### ACTIVITY:
Give the records again exactly as written. Leave out the pictures.

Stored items
↓

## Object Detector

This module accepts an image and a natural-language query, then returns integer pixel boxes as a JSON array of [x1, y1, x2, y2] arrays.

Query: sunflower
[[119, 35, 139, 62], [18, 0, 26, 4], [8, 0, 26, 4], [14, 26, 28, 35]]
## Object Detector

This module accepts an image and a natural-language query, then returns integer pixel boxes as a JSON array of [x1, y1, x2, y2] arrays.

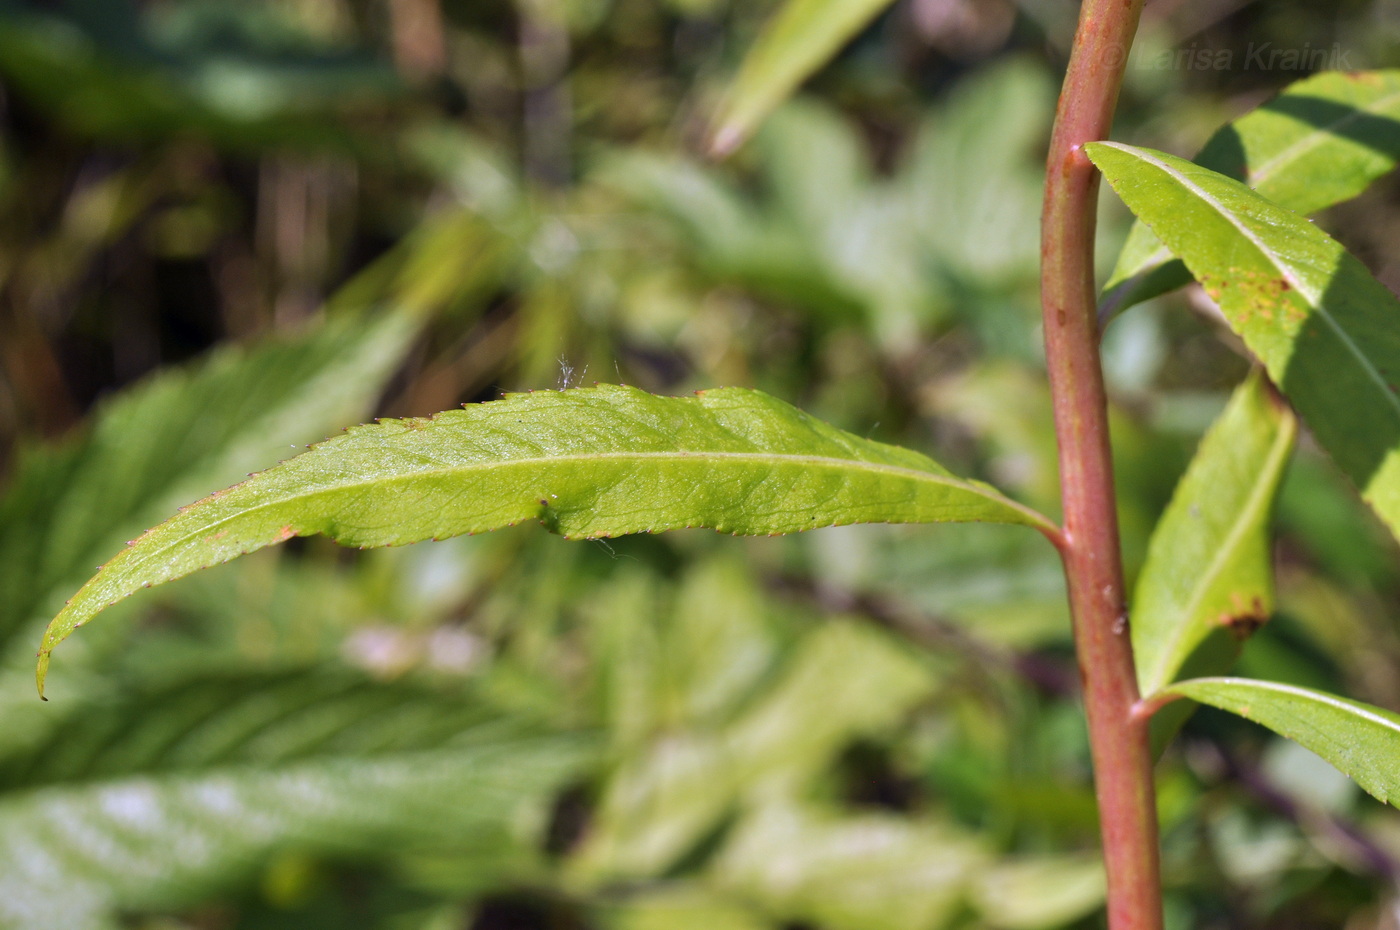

↑

### ANSWER TO THE PROBLEM:
## Object Detector

This module accepts an image and a natural-language query, then returns integer pixel boxes as a JSON array of [x1, y1, x2, y2] arrays.

Query: sunflower
[[119, 35, 139, 62], [18, 0, 26, 4], [8, 0, 26, 4], [14, 26, 28, 35]]
## Object Detector

This module accepts an image and a natural-language query, then returns integer pixel boxes as a JSON array of [x1, y1, x2, y2] arrays.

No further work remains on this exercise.